*YOUR ASSIGNMENT:* Each record that follows should be repeated exactly, minus any images.

╭─ EXERCISE MATERIAL

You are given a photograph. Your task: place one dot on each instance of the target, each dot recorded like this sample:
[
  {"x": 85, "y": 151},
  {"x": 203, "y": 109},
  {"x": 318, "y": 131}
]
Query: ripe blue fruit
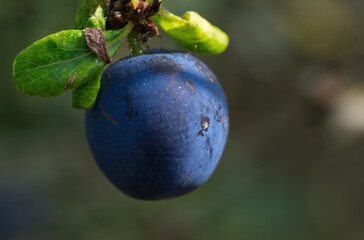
[{"x": 159, "y": 125}]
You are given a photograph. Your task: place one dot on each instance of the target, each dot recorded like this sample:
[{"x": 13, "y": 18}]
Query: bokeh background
[{"x": 293, "y": 167}]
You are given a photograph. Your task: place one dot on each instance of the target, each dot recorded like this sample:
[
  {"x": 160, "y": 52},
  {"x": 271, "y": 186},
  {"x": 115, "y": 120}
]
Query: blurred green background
[{"x": 294, "y": 163}]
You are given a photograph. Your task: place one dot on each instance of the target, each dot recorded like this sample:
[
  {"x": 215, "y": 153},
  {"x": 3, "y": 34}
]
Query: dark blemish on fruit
[
  {"x": 225, "y": 122},
  {"x": 205, "y": 124},
  {"x": 208, "y": 146},
  {"x": 206, "y": 72},
  {"x": 217, "y": 113},
  {"x": 108, "y": 117},
  {"x": 132, "y": 111},
  {"x": 191, "y": 85},
  {"x": 127, "y": 98},
  {"x": 164, "y": 65},
  {"x": 72, "y": 79}
]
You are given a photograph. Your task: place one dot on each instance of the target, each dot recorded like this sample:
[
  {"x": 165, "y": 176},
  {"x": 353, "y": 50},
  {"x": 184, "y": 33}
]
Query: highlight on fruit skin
[{"x": 159, "y": 125}]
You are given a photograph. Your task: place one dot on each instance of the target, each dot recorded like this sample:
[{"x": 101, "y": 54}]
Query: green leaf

╰─

*YOUR RESPONSE:*
You are given a photograph. Your task: place one dot on each instance of the target, each dot recorded like this sample:
[
  {"x": 85, "y": 151},
  {"x": 203, "y": 109},
  {"x": 318, "y": 131}
]
Query: ripe blue fruit
[{"x": 159, "y": 125}]
You are given a photograph. Your task: place one dot on each instance of the target, each dot recorded like this sample:
[{"x": 13, "y": 18}]
Query: bokeh background
[{"x": 293, "y": 167}]
You are given a photograph. Your task: place one dot on each instance of the target, each dot recorded like this sample:
[
  {"x": 160, "y": 52},
  {"x": 271, "y": 186},
  {"x": 115, "y": 120}
]
Query: blurred green background
[{"x": 294, "y": 163}]
You are given a photograph. Your task: place one dot on each instance of the target, each dot recorded like this sample:
[
  {"x": 215, "y": 153},
  {"x": 3, "y": 34}
]
Query: dark blemish on fruit
[
  {"x": 225, "y": 122},
  {"x": 205, "y": 124},
  {"x": 208, "y": 146},
  {"x": 206, "y": 72},
  {"x": 217, "y": 113},
  {"x": 108, "y": 117},
  {"x": 132, "y": 111},
  {"x": 191, "y": 85},
  {"x": 127, "y": 98},
  {"x": 164, "y": 65},
  {"x": 72, "y": 79}
]
You are given a photograph. Your task: place one dot on each instance of the target, each dot recorded like this sample:
[
  {"x": 165, "y": 176},
  {"x": 353, "y": 50},
  {"x": 184, "y": 33}
]
Query: highlight on fruit skin
[{"x": 159, "y": 125}]
You are given a photograph. Your task: place one dot on each instance of the target, each dot recorded like this sample:
[{"x": 101, "y": 54}]
Query: green leaf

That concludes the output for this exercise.